READING PASSAGE: Begin
Floppy's Domain II

GEMINI VERSION

Calculators

This will be the only page that significantly differs from the original. The original was pathetically short anyway, so I might as well put more attention into it here.

Let's start with one I never talk about, shall we?

Casio FX-300A

This is a pretty cool scientific calculator. I would guess it is form the 1980's or 1990's. It can be powered by either a battery (and which one it is I still need to figure out) or the solar panel. It is not programmable as far as I know, but it looks like it has lots of features. There appears to be some statistics functions, in addition to the obvious scientific stuff. They keys are one huge rubber pad. It has that flexible plastic with the traces and contact points inside, but the way the keys are press and make contact is actually really interesting. They keys press down onto the "plastic circuit board" (let's call it that), but even though the circuit board is folded onto itself, the depression of the key does not make the two sides of the board contact each other. Instead, the circuit board is pressed into a conductive part on the inside BACK COVER, and that is how the key press is registered.
READING PASSAGE: End
▶ [YOUR TASKS]
**A)** Rewrite the part of the calculator page starting at "This will be" and ending at "about, shall we?", substituting "first version" for "original".
**B)** Answer these questions from the calculator page.
(i) Which calculator model does the page describe?
(ii) What two things can power that calculator?
(iii) What is the circuit board pressed into when a key press is registered?
The items that come next are taken from a separate source and are not part of the calculator page.
RECORDS: Begin
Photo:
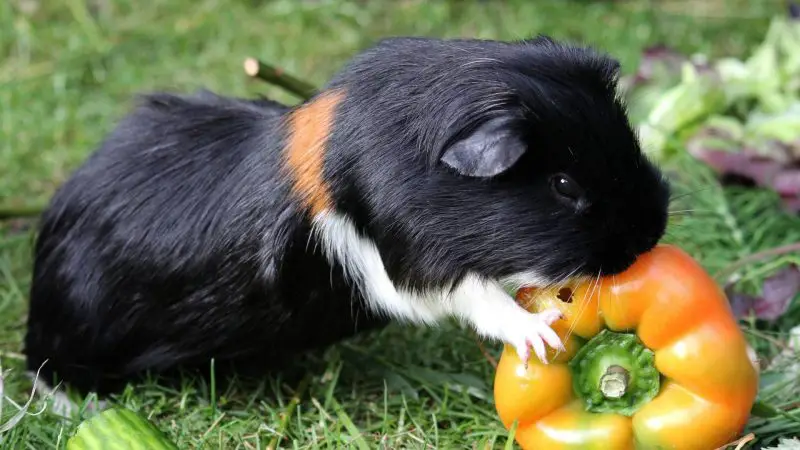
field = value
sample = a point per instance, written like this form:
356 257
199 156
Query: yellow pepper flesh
708 382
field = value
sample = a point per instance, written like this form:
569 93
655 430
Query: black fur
409 99
178 240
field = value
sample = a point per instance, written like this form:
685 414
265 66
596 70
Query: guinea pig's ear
489 150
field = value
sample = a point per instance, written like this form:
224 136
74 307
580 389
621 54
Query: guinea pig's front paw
533 331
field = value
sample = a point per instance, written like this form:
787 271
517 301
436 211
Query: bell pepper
654 360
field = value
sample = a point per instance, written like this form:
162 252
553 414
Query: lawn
68 72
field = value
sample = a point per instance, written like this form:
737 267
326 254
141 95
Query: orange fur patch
309 128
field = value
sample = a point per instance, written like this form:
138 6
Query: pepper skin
663 314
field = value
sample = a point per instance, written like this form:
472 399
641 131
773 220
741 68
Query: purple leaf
787 182
747 164
741 304
777 293
779 290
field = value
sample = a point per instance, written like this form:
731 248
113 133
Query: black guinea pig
424 180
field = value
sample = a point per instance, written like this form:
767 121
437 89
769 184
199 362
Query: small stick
273 75
486 354
739 443
755 257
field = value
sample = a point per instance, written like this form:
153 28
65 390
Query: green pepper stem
614 372
614 383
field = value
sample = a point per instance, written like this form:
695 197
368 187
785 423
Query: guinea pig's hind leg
62 405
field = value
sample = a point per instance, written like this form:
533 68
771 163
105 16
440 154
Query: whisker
686 194
582 308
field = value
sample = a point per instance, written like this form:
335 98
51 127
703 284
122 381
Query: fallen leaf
777 293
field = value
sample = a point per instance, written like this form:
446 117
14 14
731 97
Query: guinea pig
427 179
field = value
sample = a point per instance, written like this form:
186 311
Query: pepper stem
615 373
614 382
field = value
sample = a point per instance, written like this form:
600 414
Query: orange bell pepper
654 360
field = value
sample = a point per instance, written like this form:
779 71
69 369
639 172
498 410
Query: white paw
533 331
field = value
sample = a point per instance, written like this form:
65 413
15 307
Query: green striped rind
119 429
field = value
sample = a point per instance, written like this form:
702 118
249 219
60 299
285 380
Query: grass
69 70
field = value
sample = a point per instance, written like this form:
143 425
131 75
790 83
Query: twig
754 257
278 77
486 354
287 414
11 212
739 443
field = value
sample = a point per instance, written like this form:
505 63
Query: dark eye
566 187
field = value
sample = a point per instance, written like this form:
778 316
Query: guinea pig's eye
566 187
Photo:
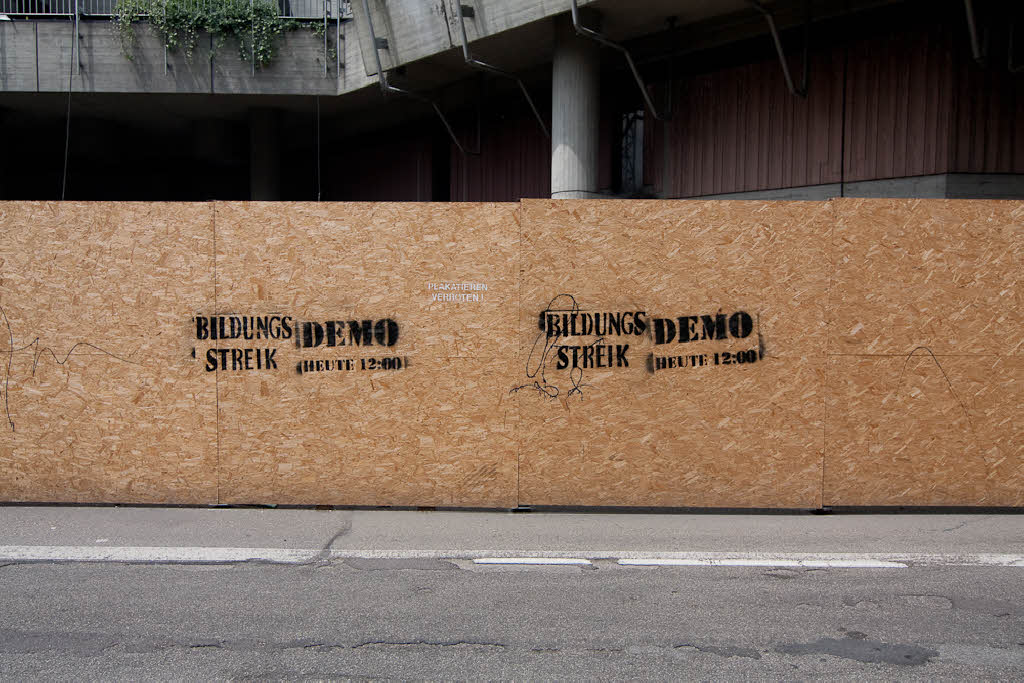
RECORDS: End
▶ [RESULTS FOR THE EXERCISE]
**A)**
This will be the only page that significantly differs from the first version. The first version was pathetically short anyway, so I might as well put more attention into it here.

Let's start with one I never talk about, shall we?

**B)**
(i) The Casio FX-300A.
(ii) A battery or the solar panel.
(iii) A conductive part on the inside back cover.